*** Kaynak metin ***

Pazar 21.05.2017
Son Güncelleme: Cumartesi 20.05.2017

Komşunun adaları pek tatlı

Cruise seyahatleri son dönemde çok tercih ediliyor. Yunan adaları ise gözde destinasyonlardan. Aslında çok anlaşılır nedenleri var bu durumun. Biz bu kıyıdayız, onlar karşı kıyıda. Çok benziyoruz birbirimize. Coğrafya benziyor, yemekler çok tanıdık. İnsan kendini hem evde hissediyor hem de uzakta...

Otobüsün camından etrafı izliyorum, tanıdık geliyor bana... Mütevazı ama bakımlı evler. Bakımlı ama naif küçük, büyük bahçeler. Kızıl gelincikler... Zeytin ağaçları görüyorum, bir de portakal... Portakal ağaçları çiçekli, kokusunu merak ediyorum...
Otobüsten henüz inmişiz, etrafı kolaçan ediyorum. Kolay değil ilkokulda beynime kazınan Korint Kanalı'nı göreceğiz. O ara ekipten genç bir arkadaş elinde bir dal portakal çiçeğiyle geliyor, "Kokla" diyor. Kokluyorum, anlıyorum o zaman başımı döndüren rahiyanın ne olduğunu...
Yunanistan'da Mora yarımadasında bulunan Nafplion şehrindeyiz. Korint de orada. Gemiyle geldik Nafplion'a, İzmir'den yola çıktık Celestyal Nefeli gemisiyle. Bir grup gazeteciyiz, davetliyiz.
Katıldığımız tur dört gün sürüyor. İzmir'den yola çıkıp sırasıyla Nafplion, Girit ve Rodos'u gezdikten sonra Çeşme'de geri dönüyoruz. Görüyorum ki bu gezinin sonunda birbirine çok benzeyen iki halkız biz. Havada yaşanan it dalaşı, 'kıta sahanlığı ihlali' ifadesiyle başlayan haberler, Kardak kayalıkları... Hepsi anlamını kaybediyor. Neden böyle ki diye düşünüyor insan, sebep Kara Murat filmleri mi?

***

Yunan adalarına yapılan gemi gezisini anlatan yukarıdaki yazıyı, tek kelimesini bile değiştirmeden baştan sona tekrar yaz.

*** Verilen bilgiler ***

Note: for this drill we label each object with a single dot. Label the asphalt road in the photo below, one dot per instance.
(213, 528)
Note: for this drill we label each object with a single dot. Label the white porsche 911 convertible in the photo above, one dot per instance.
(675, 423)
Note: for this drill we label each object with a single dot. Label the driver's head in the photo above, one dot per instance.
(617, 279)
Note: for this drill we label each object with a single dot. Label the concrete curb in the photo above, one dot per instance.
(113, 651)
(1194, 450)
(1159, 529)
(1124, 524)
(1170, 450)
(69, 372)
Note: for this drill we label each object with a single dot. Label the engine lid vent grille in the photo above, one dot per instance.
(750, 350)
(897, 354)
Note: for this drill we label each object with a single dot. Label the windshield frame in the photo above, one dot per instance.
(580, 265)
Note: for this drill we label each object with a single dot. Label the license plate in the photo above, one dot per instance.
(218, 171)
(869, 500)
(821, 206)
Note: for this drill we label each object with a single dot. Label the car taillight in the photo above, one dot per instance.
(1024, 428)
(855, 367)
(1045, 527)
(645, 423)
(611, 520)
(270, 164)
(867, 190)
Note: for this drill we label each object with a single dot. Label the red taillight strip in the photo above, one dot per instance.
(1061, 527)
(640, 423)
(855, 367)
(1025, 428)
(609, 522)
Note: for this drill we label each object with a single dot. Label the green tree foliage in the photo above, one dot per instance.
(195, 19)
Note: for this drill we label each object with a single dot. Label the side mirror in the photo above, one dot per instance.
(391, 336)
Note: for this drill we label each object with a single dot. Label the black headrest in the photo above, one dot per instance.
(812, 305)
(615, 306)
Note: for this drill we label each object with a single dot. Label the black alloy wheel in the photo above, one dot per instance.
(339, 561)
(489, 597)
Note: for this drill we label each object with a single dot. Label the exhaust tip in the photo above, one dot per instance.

***

Tamamlanmış alıştırma:
Pazar 21.05.2017
Son Güncelleme: Cumartesi 20.05.2017

Komşunun adaları pek tatlı

Cruise seyahatleri son dönemde çok tercih ediliyor. Yunan adaları ise gözde destinasyonlardan. Aslında çok anlaşılır nedenleri var bu durumun. Biz bu kıyıdayız, onlar karşı kıyıda. Çok benziyoruz birbirimize. Coğrafya benziyor, yemekler çok tanıdık. İnsan kendini hem evde hissediyor hem de uzakta...

Otobüsün camından etrafı izliyorum, tanıdık geliyor bana... Mütevazı ama bakımlı evler. Bakımlı ama naif küçük, büyük bahçeler. Kızıl gelincikler... Zeytin ağaçları görüyorum, bir de portakal... Portakal ağaçları çiçekli, kokusunu merak ediyorum...
Otobüsten henüz inmişiz, etrafı kolaçan ediyorum. Kolay değil ilkokulda beynime kazınan Korint Kanalı'nı göreceğiz. O ara ekipten genç bir arkadaş elinde bir dal portakal çiçeğiyle geliyor, "Kokla" diyor. Kokluyorum, anlıyorum o zaman başımı döndüren rahiyanın ne olduğunu...
Yunanistan'da Mora yarımadasında bulunan Nafplion şehrindeyiz. Korint de orada. Gemiyle geldik Nafplion'a, İzmir'den yola çıktık Celestyal Nefeli gemisiyle. Bir grup gazeteciyiz, davetliyiz.
Katıldığımız tur dört gün sürüyor. İzmir'den yola çıkıp sırasıyla Nafplion, Girit ve Rodos'u gezdikten sonra Çeşme'de geri dönüyoruz. Görüyorum ki bu gezinin sonunda birbirine çok benzeyen iki halkız biz. Havada yaşanan it dalaşı, 'kıta sahanlığı ihlali' ifadesiyle başlayan haberler, Kardak kayalıkları... Hepsi anlamını kaybediyor. Neden böyle ki diye düşünüyor insan, sebep Kara Murat filmleri mi?